Problem to work on: Extract every line of the rows below that contains the string "number", treating uppercase and lowercase as distinct.

### Information shown ###

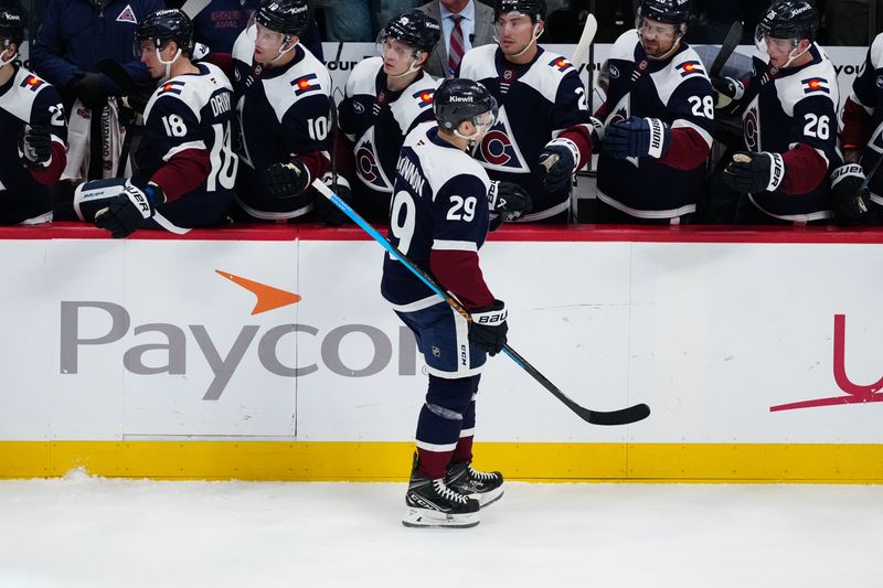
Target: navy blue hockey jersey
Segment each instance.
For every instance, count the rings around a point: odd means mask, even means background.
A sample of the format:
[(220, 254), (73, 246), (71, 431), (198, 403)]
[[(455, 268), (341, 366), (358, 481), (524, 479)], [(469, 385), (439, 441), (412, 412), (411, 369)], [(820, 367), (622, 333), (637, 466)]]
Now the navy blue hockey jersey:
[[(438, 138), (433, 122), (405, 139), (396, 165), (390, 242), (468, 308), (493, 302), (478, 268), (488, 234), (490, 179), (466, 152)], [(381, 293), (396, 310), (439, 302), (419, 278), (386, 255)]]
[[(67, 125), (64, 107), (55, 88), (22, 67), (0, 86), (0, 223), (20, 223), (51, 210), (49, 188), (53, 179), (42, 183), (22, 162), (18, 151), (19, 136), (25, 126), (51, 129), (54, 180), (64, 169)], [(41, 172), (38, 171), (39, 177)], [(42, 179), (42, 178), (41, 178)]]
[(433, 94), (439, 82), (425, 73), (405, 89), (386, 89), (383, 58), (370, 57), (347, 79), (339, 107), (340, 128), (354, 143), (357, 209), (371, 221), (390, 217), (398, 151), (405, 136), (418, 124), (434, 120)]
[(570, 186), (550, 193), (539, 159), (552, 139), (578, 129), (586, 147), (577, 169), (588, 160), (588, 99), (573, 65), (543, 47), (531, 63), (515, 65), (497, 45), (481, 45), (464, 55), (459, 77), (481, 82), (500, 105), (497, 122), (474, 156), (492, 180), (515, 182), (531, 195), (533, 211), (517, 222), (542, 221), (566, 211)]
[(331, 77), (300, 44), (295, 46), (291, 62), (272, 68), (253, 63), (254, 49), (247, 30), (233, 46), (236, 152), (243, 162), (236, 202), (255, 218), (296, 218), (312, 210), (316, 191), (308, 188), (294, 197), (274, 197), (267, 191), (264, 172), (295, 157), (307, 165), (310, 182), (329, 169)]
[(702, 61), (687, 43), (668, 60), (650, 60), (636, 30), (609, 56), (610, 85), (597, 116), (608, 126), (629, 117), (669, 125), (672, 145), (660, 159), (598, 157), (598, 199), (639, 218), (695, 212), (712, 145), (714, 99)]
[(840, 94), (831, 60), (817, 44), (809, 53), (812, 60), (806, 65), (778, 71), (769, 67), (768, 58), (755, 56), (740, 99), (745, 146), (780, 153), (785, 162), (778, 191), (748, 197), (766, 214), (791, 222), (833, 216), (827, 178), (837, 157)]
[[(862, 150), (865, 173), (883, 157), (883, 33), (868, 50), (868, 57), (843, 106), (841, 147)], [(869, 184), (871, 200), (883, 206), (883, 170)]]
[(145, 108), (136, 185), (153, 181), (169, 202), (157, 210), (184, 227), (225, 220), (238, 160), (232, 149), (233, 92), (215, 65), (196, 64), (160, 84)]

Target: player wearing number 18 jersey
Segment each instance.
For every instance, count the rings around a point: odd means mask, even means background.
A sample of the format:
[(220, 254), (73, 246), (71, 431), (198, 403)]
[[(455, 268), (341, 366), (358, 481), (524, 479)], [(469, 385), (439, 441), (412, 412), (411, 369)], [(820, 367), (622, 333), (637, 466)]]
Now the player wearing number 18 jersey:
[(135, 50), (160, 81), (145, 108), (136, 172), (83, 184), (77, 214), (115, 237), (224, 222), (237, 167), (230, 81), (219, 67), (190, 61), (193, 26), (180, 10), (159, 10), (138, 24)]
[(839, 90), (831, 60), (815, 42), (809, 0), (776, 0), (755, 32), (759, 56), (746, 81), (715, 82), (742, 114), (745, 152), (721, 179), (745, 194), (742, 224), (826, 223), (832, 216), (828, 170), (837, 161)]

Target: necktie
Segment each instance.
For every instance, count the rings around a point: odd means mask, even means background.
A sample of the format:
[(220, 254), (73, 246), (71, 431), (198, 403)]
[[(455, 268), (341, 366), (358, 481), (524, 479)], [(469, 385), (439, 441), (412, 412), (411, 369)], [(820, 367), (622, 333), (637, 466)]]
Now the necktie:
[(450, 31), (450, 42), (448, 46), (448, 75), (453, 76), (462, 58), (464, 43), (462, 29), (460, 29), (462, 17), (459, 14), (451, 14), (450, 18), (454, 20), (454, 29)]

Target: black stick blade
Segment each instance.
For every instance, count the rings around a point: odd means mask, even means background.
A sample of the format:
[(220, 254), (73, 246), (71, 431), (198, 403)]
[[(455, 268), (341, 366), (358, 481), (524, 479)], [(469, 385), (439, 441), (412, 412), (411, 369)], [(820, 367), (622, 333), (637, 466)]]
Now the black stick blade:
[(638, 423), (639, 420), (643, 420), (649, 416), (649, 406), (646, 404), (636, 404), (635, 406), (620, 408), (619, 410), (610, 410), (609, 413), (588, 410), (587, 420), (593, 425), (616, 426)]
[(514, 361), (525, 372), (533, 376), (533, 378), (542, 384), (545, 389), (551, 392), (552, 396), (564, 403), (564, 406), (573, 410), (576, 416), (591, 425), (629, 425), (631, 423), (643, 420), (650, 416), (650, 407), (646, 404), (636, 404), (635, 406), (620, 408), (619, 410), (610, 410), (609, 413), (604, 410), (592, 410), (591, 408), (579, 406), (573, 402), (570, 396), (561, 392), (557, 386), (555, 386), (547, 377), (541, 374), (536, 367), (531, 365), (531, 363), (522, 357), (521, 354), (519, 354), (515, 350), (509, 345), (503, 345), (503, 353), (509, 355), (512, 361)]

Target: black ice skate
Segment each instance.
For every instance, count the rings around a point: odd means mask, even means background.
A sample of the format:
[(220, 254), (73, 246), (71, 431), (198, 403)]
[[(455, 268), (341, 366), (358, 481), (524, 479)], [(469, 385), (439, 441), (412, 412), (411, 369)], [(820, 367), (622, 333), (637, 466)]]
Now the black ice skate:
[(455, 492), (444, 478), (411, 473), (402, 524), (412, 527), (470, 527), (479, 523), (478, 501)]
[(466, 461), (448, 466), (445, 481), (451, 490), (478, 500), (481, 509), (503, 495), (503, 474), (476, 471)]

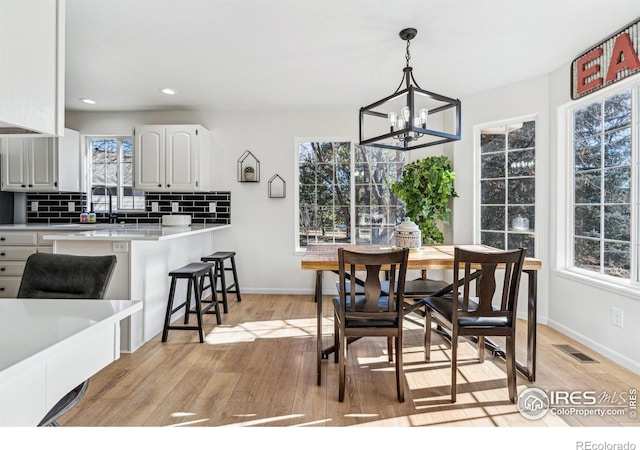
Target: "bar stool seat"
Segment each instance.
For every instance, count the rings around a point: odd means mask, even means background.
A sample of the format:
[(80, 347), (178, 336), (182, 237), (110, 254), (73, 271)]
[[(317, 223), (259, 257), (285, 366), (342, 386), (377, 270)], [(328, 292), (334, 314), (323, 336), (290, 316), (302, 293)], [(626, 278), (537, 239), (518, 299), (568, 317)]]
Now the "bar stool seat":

###

Output for this task:
Target: player wearing number 18 jersey
Now the player wearing number 18 jersey:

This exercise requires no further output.